TASK TO COMPLETE: Quote, word for word, the line containing "Expected: one point per instance of the brown" and all lines that follow it to the end of the records, with no pictures.

GIVEN RECORDS:
--- start ---

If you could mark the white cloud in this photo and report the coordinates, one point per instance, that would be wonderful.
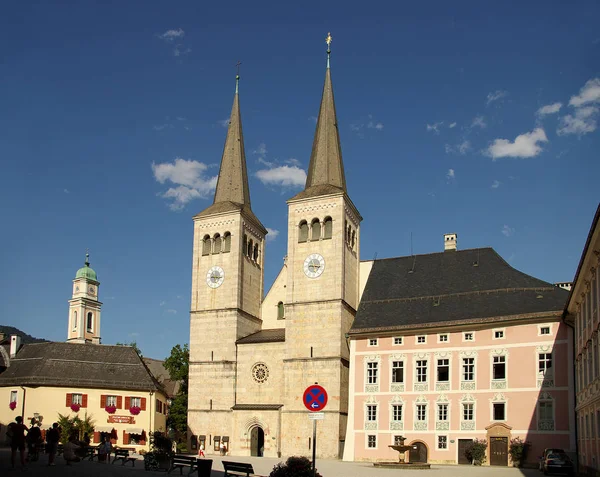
(170, 35)
(524, 145)
(479, 121)
(461, 148)
(549, 109)
(583, 122)
(272, 235)
(507, 231)
(435, 127)
(189, 177)
(589, 93)
(495, 96)
(284, 176)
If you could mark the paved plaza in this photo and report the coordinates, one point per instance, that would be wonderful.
(262, 466)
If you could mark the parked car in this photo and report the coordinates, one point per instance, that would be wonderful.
(552, 450)
(558, 463)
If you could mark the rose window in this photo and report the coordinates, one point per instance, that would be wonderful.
(260, 372)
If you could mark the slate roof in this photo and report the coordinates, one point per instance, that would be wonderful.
(264, 336)
(448, 288)
(79, 365)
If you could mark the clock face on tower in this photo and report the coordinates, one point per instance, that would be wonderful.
(314, 265)
(215, 277)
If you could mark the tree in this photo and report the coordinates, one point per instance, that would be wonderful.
(134, 345)
(177, 365)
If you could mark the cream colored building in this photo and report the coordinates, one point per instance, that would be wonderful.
(82, 377)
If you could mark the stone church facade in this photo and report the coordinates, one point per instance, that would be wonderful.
(251, 358)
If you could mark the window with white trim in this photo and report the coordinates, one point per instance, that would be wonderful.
(442, 412)
(499, 368)
(422, 371)
(397, 371)
(371, 412)
(468, 373)
(468, 411)
(372, 372)
(396, 412)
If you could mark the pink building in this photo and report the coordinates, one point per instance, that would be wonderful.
(455, 346)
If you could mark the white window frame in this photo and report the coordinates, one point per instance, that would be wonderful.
(465, 334)
(437, 442)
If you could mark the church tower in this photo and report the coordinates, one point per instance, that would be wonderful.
(227, 289)
(84, 307)
(322, 288)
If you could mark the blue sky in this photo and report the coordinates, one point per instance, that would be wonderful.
(479, 118)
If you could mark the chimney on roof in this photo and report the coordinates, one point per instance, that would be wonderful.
(15, 344)
(450, 242)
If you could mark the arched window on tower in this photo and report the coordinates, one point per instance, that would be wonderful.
(217, 244)
(316, 230)
(206, 245)
(227, 242)
(303, 231)
(328, 227)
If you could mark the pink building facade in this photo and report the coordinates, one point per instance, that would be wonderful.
(442, 362)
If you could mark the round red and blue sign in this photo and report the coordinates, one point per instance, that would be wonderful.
(315, 398)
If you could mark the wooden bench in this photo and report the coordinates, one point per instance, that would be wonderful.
(202, 467)
(123, 455)
(238, 467)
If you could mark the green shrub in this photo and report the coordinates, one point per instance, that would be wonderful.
(294, 467)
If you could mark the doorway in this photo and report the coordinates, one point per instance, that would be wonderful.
(499, 451)
(464, 445)
(418, 453)
(257, 442)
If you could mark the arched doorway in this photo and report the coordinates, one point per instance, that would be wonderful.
(418, 453)
(257, 441)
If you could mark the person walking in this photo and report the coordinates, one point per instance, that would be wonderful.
(16, 430)
(52, 438)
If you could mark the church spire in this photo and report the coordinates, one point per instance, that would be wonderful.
(232, 184)
(326, 167)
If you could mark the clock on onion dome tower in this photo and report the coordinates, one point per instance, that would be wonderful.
(84, 307)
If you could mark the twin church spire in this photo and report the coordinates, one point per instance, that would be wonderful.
(325, 171)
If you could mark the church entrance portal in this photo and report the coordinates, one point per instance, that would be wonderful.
(257, 442)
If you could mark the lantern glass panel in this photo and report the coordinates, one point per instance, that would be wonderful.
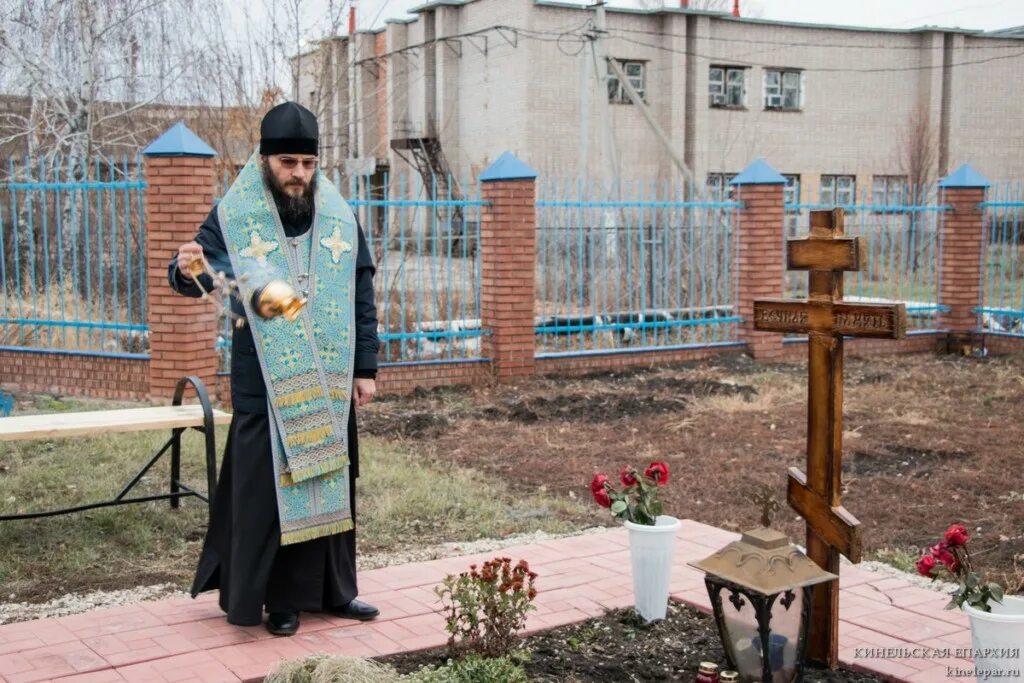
(783, 628)
(784, 635)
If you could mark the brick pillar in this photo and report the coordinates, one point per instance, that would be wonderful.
(961, 257)
(508, 262)
(760, 255)
(179, 195)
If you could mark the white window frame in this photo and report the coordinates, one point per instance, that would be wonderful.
(836, 187)
(616, 93)
(722, 92)
(786, 82)
(889, 190)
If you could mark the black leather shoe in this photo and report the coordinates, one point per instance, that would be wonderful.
(356, 609)
(283, 624)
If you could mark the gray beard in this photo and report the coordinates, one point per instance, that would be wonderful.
(294, 211)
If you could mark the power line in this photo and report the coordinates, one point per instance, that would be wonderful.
(878, 70)
(783, 43)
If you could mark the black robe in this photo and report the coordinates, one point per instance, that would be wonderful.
(243, 556)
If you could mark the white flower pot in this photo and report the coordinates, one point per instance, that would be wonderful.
(997, 639)
(651, 549)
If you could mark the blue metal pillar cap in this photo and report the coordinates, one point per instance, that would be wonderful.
(179, 141)
(759, 172)
(965, 176)
(508, 167)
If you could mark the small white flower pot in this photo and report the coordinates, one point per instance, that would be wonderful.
(651, 549)
(997, 639)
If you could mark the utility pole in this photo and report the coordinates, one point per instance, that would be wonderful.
(610, 155)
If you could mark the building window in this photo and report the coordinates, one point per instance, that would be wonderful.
(727, 86)
(791, 200)
(791, 193)
(783, 89)
(888, 189)
(838, 190)
(719, 188)
(636, 73)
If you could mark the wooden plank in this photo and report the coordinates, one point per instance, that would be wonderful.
(64, 425)
(780, 315)
(816, 254)
(848, 319)
(836, 525)
(876, 321)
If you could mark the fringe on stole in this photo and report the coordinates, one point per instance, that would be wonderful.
(303, 535)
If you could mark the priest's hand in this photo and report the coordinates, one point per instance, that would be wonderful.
(365, 389)
(186, 254)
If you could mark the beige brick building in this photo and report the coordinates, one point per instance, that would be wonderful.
(843, 109)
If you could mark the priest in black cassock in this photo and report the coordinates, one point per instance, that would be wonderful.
(282, 537)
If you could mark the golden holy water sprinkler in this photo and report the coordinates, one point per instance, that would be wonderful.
(273, 299)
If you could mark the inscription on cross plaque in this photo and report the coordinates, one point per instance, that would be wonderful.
(826, 319)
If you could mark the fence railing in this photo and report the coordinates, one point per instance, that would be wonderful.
(1003, 268)
(634, 266)
(72, 256)
(901, 233)
(637, 266)
(424, 241)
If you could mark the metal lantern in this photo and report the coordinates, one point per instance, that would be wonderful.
(761, 588)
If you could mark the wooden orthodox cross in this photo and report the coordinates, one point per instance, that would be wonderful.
(823, 316)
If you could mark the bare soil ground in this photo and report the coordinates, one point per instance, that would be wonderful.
(929, 440)
(619, 647)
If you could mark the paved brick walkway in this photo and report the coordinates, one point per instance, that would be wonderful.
(187, 640)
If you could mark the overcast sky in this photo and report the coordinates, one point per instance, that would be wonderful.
(985, 14)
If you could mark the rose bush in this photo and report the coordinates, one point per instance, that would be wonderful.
(950, 556)
(638, 501)
(484, 608)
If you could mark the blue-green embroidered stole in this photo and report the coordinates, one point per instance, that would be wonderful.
(307, 365)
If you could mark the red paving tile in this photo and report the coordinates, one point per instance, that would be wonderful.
(186, 640)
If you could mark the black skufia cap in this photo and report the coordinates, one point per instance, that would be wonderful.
(289, 128)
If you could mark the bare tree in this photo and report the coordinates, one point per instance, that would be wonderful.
(919, 150)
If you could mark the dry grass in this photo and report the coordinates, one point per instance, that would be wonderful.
(60, 302)
(407, 501)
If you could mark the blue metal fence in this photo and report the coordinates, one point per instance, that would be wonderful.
(642, 265)
(424, 242)
(1001, 307)
(901, 228)
(72, 256)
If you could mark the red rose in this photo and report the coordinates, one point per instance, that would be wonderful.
(658, 472)
(601, 498)
(956, 535)
(628, 476)
(941, 553)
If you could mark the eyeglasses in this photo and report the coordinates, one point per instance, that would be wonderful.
(291, 162)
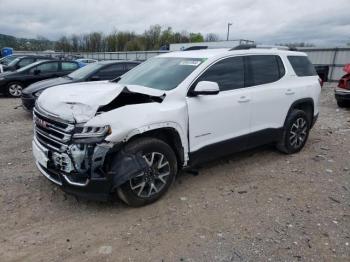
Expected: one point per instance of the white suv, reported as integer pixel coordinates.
(130, 136)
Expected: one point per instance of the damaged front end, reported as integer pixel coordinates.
(79, 159)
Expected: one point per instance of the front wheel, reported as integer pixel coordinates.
(14, 89)
(295, 133)
(152, 183)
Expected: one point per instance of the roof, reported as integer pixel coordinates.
(208, 53)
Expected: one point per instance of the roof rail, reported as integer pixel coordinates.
(245, 47)
(196, 47)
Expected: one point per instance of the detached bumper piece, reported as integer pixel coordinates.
(94, 189)
(75, 168)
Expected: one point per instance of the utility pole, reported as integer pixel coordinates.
(228, 30)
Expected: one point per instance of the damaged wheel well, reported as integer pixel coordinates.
(168, 135)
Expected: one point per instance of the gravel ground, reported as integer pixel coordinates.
(258, 205)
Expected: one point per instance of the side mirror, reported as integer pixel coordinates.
(95, 78)
(206, 88)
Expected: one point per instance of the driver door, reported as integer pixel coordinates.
(217, 122)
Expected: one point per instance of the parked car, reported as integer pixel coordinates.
(104, 70)
(12, 83)
(342, 91)
(23, 61)
(84, 61)
(7, 59)
(131, 136)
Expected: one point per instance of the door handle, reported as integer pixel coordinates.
(289, 92)
(243, 99)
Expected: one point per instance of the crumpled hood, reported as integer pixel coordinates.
(79, 102)
(41, 85)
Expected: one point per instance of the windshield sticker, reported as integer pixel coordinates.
(190, 62)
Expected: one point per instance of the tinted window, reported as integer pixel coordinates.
(46, 67)
(26, 61)
(130, 66)
(228, 73)
(163, 73)
(67, 66)
(302, 66)
(263, 69)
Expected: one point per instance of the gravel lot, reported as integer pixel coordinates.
(258, 205)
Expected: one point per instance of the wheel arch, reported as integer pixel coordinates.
(305, 104)
(168, 133)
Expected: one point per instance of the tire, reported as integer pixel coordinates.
(343, 104)
(14, 89)
(149, 187)
(295, 132)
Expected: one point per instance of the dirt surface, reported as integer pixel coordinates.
(258, 205)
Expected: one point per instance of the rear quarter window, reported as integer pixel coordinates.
(263, 69)
(302, 66)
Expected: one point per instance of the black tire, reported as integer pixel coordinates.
(14, 89)
(343, 104)
(149, 147)
(295, 132)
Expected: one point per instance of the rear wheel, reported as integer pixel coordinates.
(343, 103)
(152, 183)
(296, 132)
(14, 89)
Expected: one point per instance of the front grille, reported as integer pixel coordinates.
(52, 133)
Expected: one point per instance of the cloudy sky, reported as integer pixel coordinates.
(322, 22)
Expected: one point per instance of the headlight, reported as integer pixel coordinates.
(92, 131)
(37, 94)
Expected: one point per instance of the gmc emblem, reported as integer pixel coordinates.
(41, 122)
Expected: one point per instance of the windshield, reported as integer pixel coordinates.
(13, 62)
(28, 66)
(163, 73)
(7, 59)
(85, 71)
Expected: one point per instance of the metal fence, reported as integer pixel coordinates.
(335, 58)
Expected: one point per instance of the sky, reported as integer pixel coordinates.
(322, 22)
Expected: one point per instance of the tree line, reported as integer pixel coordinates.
(154, 38)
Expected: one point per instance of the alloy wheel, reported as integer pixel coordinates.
(153, 180)
(15, 90)
(298, 132)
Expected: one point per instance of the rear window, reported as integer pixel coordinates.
(302, 66)
(264, 69)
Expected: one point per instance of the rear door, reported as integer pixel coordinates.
(271, 97)
(217, 119)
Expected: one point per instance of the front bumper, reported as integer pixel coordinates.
(28, 102)
(90, 187)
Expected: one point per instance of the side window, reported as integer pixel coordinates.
(228, 73)
(130, 66)
(302, 66)
(46, 67)
(263, 69)
(111, 70)
(26, 61)
(67, 66)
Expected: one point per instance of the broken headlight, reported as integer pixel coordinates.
(91, 132)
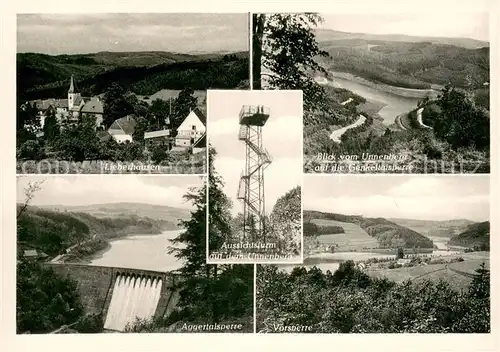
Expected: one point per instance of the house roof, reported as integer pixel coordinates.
(200, 115)
(78, 100)
(201, 142)
(31, 253)
(103, 135)
(126, 124)
(154, 134)
(45, 104)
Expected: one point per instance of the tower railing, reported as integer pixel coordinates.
(257, 158)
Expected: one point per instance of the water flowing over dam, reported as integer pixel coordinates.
(132, 297)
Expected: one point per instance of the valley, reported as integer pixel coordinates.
(365, 241)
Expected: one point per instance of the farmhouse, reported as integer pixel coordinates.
(72, 108)
(123, 129)
(161, 137)
(191, 130)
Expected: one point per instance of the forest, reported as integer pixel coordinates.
(387, 233)
(350, 301)
(476, 236)
(459, 141)
(41, 76)
(282, 227)
(409, 64)
(53, 232)
(208, 293)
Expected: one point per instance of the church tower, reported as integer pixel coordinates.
(73, 95)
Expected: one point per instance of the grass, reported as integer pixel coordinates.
(354, 238)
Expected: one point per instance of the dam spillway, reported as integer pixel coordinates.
(132, 297)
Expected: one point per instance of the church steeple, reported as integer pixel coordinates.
(71, 86)
(74, 97)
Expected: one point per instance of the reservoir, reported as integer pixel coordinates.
(394, 104)
(148, 252)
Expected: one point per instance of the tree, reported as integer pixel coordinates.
(51, 128)
(204, 291)
(159, 113)
(285, 51)
(116, 104)
(185, 102)
(29, 194)
(286, 219)
(79, 141)
(28, 117)
(401, 253)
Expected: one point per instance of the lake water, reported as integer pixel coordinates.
(148, 252)
(356, 256)
(395, 104)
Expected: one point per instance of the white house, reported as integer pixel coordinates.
(191, 129)
(71, 108)
(123, 129)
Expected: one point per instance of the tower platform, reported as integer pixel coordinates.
(254, 115)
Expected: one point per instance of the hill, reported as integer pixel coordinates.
(476, 235)
(410, 62)
(117, 210)
(324, 35)
(387, 233)
(432, 228)
(53, 231)
(42, 76)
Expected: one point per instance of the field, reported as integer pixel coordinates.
(434, 228)
(354, 238)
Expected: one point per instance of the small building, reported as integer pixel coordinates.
(122, 129)
(191, 129)
(200, 145)
(161, 137)
(34, 254)
(404, 261)
(72, 108)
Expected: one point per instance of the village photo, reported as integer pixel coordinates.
(122, 93)
(383, 93)
(256, 157)
(406, 254)
(92, 258)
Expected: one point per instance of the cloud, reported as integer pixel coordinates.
(85, 190)
(86, 33)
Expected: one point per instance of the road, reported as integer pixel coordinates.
(419, 119)
(335, 136)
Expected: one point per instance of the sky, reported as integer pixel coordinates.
(90, 33)
(446, 23)
(281, 135)
(99, 189)
(423, 197)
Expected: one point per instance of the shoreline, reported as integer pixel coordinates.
(395, 90)
(87, 259)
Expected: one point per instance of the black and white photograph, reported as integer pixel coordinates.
(93, 256)
(405, 254)
(122, 92)
(255, 213)
(405, 92)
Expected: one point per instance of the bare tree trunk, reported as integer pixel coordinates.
(257, 36)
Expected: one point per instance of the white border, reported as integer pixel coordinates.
(292, 94)
(227, 342)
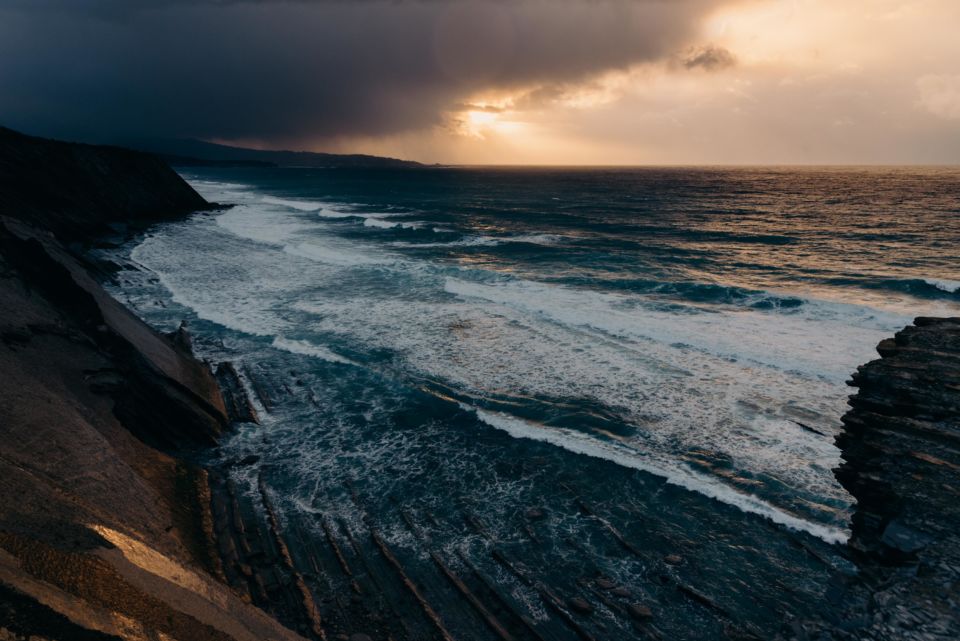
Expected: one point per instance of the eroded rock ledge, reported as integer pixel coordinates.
(901, 460)
(104, 533)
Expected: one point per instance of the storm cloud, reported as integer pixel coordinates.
(282, 71)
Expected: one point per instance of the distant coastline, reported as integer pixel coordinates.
(107, 529)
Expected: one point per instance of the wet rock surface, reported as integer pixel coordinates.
(104, 534)
(901, 460)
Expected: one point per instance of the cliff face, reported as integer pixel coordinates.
(103, 534)
(77, 190)
(901, 460)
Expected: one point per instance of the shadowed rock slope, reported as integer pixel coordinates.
(103, 535)
(901, 460)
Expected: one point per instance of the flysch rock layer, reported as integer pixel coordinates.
(103, 534)
(901, 461)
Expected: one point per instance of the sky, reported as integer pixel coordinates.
(576, 82)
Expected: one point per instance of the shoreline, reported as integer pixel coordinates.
(122, 537)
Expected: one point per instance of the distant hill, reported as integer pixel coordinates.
(189, 152)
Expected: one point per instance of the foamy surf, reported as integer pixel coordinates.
(313, 350)
(949, 286)
(675, 475)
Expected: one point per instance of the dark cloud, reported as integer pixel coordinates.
(709, 58)
(286, 71)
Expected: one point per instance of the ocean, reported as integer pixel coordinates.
(590, 370)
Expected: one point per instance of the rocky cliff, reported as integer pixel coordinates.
(77, 190)
(901, 461)
(103, 534)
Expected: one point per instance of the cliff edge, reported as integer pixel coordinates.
(901, 461)
(104, 534)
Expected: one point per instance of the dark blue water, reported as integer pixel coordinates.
(668, 345)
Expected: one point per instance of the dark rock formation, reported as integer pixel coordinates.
(199, 153)
(103, 534)
(76, 190)
(901, 460)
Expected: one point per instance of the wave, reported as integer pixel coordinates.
(379, 223)
(949, 286)
(331, 255)
(920, 287)
(697, 292)
(674, 474)
(486, 241)
(300, 205)
(307, 348)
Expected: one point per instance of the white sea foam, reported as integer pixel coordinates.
(485, 241)
(334, 254)
(727, 381)
(673, 473)
(950, 286)
(300, 205)
(379, 223)
(307, 348)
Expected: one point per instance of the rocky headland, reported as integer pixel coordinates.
(104, 534)
(108, 531)
(901, 461)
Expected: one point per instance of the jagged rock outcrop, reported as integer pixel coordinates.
(76, 190)
(901, 461)
(103, 533)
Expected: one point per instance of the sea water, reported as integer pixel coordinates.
(669, 345)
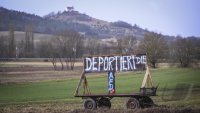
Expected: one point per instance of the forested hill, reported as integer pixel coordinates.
(54, 23)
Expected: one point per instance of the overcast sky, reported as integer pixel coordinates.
(169, 17)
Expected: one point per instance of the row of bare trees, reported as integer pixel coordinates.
(66, 46)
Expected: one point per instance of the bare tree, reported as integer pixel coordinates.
(154, 45)
(183, 51)
(69, 44)
(29, 41)
(12, 45)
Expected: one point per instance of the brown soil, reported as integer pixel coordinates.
(12, 75)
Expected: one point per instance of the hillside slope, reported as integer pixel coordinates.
(67, 20)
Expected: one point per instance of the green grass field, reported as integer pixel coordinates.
(127, 82)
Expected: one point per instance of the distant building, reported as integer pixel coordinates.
(70, 9)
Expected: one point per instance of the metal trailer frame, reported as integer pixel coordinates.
(136, 100)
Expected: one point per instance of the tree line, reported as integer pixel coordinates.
(66, 46)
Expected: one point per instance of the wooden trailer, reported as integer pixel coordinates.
(113, 64)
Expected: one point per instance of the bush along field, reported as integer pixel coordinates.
(177, 88)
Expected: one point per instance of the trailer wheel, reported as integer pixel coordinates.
(104, 103)
(90, 104)
(146, 102)
(133, 103)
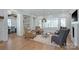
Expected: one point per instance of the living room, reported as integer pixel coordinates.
(34, 29)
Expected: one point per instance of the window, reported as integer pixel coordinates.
(9, 22)
(63, 22)
(51, 23)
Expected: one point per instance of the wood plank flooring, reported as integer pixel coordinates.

--- end ---

OUTPUT FOR THIS TASK:
Expected: one point per instance of the brown soil, reported as integer pixel coordinates.
(12, 75)
Expected: one point per instance of the hillside slope, reported as integer pixel coordinates.
(67, 20)
Expected: one point per instance of the green grass field, reported as integer pixel coordinates.
(127, 82)
Expected: one point per instance of the distant building, reported as integer pixel coordinates.
(70, 9)
Expected: one point per instance of the metal trailer frame, reported as integer pixel coordinates.
(136, 100)
Expected: one point per instance of the tree line, reported as integer pixel coordinates.
(66, 46)
Expected: one point per instance of the wooden trailer, reported as integer pixel coordinates.
(113, 64)
Expected: one point per instance of the bush along field, reported as integer pixel coordinates.
(177, 88)
Expected: one point per instance of the trailer wheel, reported as integer pixel coordinates.
(104, 103)
(90, 104)
(146, 102)
(133, 103)
Expected: one point per instance of the living room, reported as integer pixel coordinates.
(34, 29)
Expected: one point per instance of the window, reported as integer pixel coordinates.
(9, 22)
(63, 22)
(51, 23)
Expected: one point per instance of the wood plank flooring, reported as integer pixel coordinates.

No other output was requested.